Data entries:
* Begin *

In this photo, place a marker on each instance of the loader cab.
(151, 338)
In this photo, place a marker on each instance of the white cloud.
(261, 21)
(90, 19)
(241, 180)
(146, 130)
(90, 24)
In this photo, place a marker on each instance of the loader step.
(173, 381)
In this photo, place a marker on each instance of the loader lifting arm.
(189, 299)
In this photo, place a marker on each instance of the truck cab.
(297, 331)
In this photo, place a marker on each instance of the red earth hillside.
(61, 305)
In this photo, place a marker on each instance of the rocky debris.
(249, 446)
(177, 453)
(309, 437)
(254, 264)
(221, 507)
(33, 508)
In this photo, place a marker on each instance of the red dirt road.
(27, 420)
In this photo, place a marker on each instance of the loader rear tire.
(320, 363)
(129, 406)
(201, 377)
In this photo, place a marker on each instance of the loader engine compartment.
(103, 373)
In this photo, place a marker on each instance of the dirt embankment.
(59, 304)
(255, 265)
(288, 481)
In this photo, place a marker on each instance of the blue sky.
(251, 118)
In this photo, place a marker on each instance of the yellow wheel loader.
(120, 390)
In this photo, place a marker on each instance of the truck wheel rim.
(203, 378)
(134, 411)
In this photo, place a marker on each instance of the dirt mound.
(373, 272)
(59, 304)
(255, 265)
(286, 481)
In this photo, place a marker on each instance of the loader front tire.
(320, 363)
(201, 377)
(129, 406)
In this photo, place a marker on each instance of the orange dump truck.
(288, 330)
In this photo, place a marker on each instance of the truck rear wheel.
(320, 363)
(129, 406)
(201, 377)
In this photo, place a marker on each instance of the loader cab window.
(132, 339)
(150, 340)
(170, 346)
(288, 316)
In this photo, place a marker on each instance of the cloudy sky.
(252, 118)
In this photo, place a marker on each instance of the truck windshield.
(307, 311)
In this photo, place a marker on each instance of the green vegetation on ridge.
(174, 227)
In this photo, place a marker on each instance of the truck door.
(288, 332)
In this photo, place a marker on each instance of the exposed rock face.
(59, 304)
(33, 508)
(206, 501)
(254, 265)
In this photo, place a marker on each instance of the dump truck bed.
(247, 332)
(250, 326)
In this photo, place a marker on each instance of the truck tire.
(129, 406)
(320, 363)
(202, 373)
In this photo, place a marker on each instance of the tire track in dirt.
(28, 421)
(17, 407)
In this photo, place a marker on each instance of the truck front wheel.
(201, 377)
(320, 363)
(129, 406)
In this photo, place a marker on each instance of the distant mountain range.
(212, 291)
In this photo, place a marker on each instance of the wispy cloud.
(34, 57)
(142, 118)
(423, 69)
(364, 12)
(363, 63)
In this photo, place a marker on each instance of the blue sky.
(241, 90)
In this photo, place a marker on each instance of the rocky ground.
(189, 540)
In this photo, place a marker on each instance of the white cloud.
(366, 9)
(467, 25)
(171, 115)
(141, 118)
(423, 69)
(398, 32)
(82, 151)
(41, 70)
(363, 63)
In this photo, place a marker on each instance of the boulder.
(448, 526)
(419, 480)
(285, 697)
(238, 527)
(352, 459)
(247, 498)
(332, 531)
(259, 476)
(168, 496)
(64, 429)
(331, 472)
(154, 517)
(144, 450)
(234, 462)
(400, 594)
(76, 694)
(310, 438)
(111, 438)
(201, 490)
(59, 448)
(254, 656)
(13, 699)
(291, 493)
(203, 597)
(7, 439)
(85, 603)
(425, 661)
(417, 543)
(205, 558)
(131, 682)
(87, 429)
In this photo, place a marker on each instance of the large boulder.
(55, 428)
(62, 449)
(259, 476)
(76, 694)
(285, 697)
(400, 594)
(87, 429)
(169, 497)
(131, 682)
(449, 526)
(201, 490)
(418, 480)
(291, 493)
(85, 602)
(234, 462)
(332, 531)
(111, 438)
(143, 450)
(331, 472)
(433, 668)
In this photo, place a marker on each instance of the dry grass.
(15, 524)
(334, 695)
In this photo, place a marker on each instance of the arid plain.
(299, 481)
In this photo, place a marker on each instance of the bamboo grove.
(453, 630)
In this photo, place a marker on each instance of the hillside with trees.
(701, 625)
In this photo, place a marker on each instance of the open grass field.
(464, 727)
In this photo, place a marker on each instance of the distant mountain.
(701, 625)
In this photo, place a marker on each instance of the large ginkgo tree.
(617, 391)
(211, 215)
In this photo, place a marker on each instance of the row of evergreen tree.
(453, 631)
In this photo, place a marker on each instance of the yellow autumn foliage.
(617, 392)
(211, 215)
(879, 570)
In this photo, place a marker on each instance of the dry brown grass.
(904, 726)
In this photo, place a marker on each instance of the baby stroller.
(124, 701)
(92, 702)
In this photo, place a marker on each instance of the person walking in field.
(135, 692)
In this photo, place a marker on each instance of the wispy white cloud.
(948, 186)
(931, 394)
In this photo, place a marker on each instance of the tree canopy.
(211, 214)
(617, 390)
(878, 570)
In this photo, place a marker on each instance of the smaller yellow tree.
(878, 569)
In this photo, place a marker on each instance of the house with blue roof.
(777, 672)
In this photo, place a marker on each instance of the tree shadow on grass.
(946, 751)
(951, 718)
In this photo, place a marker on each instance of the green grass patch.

* End *

> _Exercise brief_: Arrange every line of the material above as a numbered list, leaving out any blank lines.

> _Solution_:
1. In this photo, place a marker on each instance of the loader cab.
2. (151, 338)
3. In this photo, place a marker on each instance of the white cloud.
4. (261, 21)
5. (90, 19)
6. (241, 180)
7. (146, 130)
8. (90, 24)
9. In this photo, place a marker on each instance of the loader step.
10. (173, 381)
11. In this photo, place a marker on each instance of the loader lifting arm.
12. (189, 299)
13. In this photo, place a marker on each instance of the truck cab.
14. (297, 331)
15. In this photo, place a marker on each instance of the red earth hillside.
16. (61, 305)
17. In this photo, place a marker on each instance of the rocky debris.
18. (249, 446)
19. (177, 453)
20. (309, 437)
21. (254, 264)
22. (221, 507)
23. (33, 508)
24. In this photo, place a marker on each instance of the red dirt road.
25. (27, 420)
26. In this photo, place a marker on each instance of the loader rear tire.
27. (320, 363)
28. (129, 406)
29. (201, 377)
30. In this photo, place a marker on each instance of the loader engine compartment.
31. (103, 373)
32. In this photo, place a marker on each instance of the dirt embankment.
33. (59, 304)
34. (255, 265)
35. (288, 481)
36. In this photo, place a marker on each instance of the blue sky.
37. (251, 118)
38. In this photo, place a marker on each instance of the yellow wheel loader.
39. (120, 390)
40. In this photo, place a marker on each instance of the truck wheel rim.
41. (203, 378)
42. (134, 411)
43. In this photo, place a marker on each instance of the dirt mound.
44. (373, 272)
45. (59, 304)
46. (255, 265)
47. (286, 481)
48. In this photo, place a marker on each instance of the loader front tire.
49. (320, 363)
50. (201, 377)
51. (129, 406)
52. In this photo, place a marker on each instance of the orange dump truck.
53. (288, 330)
54. In this photo, place a marker on each instance of the truck rear wheel.
55. (320, 363)
56. (129, 406)
57. (201, 377)
58. In this photo, place a marker on each instance of the loader cab window.
59. (132, 339)
60. (150, 340)
61. (170, 346)
62. (288, 316)
63. In this photo, place a marker on each instance of the cloudy sky.
64. (252, 118)
65. In this photo, place a marker on each instance of the truck windshield.
66. (307, 311)
67. In this photo, place a marker on each instance of the green vegetation on ridge.
68. (174, 227)
69. In this photo, place a marker on each instance of the truck door.
70. (288, 332)
71. In this photo, place a marker on each instance of the exposed rock face.
72. (59, 304)
73. (33, 508)
74. (206, 501)
75. (254, 265)
76. In this photo, place a marker on each instance of the dump truck bed.
77. (247, 332)
78. (250, 326)
79. In this photo, place a marker on each instance of the truck tire.
80. (129, 406)
81. (320, 363)
82. (202, 373)
83. In this photo, place a marker on each instance of the tire track in dirt.
84. (28, 421)
85. (17, 407)
86. In this photo, place a marker on each instance of the truck front wheel.
87. (201, 377)
88. (320, 363)
89. (129, 406)
90. In this photo, place a marker on each instance of the distant mountain range.
91. (212, 291)
92. In this photo, place a marker on each instance of the wispy cloud.
93. (34, 57)
94. (142, 118)
95. (423, 69)
96. (364, 12)
97. (363, 63)
98. In this photo, place a marker on each instance of the blue sky.
99. (241, 90)
100. In this photo, place a marker on each instance of the rocky ground.
101. (189, 540)
102. In this photo, place a marker on each instance of the white cloud.
103. (366, 9)
104. (467, 25)
105. (171, 115)
106. (141, 118)
107. (423, 69)
108. (398, 32)
109. (82, 151)
110. (41, 70)
111. (363, 63)
112. In this photo, place a marker on each instance of the boulder.
113. (448, 526)
114. (419, 480)
115. (285, 697)
116. (238, 527)
117. (352, 459)
118. (247, 498)
119. (332, 531)
120. (259, 476)
121. (168, 496)
122. (64, 429)
123. (331, 472)
124. (154, 517)
125. (144, 450)
126. (234, 462)
127. (400, 594)
128. (76, 694)
129. (310, 438)
130. (111, 438)
131. (201, 490)
132. (59, 448)
133. (254, 656)
134. (13, 699)
135. (291, 493)
136. (203, 597)
137. (7, 439)
138. (85, 603)
139. (425, 661)
140. (417, 543)
141. (205, 558)
142. (131, 682)
143. (87, 429)
144. In this photo, place a marker on each instance of the large boulder.
145. (55, 428)
146. (62, 449)
147. (259, 476)
148. (76, 694)
149. (285, 697)
150. (400, 594)
151. (87, 429)
152. (169, 497)
153. (131, 682)
154. (449, 526)
155. (201, 490)
156. (418, 480)
157. (291, 493)
158. (85, 602)
159. (234, 462)
160. (332, 531)
161. (111, 438)
162. (143, 450)
163. (331, 472)
164. (433, 668)
165. In this photo, place a marker on each instance of the dry grass.
166. (15, 524)
167. (334, 695)
168. In this photo, place a marker on each instance of the arid plain.
169. (299, 481)
170. In this photo, place a marker on each instance of the bamboo grove.
171. (453, 630)
172. In this photo, place a marker on each instance of the hillside with trees.
173. (701, 625)
174. In this photo, place a marker on each instance of the open grass field.
175. (464, 727)
176. In this photo, place a marker on each instance of the distant mountain.
177. (701, 625)
178. In this photo, place a marker on each instance of the large ginkgo tree.
179. (617, 391)
180. (211, 215)
181. In this photo, place a marker on each instance of the row of evergreen tree.
182. (453, 631)
183. In this photo, place a marker on each instance of the yellow autumn foliage.
184. (617, 392)
185. (211, 215)
186. (879, 570)
187. In this photo, place a marker on each instance of the dry brown grass.
188. (904, 726)
189. In this photo, place a marker on each instance of the baby stroller.
190. (124, 701)
191. (92, 702)
192. In this photo, place a marker on each instance of the person walking in field.
193. (135, 692)
194. In this photo, place a marker on each instance of the wispy white cloud.
195. (948, 186)
196. (931, 394)
197. In this photo, place a marker on each instance of the tree canopy.
198. (211, 214)
199. (617, 390)
200. (878, 570)
201. In this photo, place a marker on each instance of the smaller yellow tree.
202. (878, 569)
203. In this photo, place a marker on each instance of the house with blue roof.
204. (777, 672)
205. In this photo, place a marker on each instance of the tree shadow on grass.
206. (946, 751)
207. (951, 718)
208. In this photo, place a marker on each instance of the green grass patch.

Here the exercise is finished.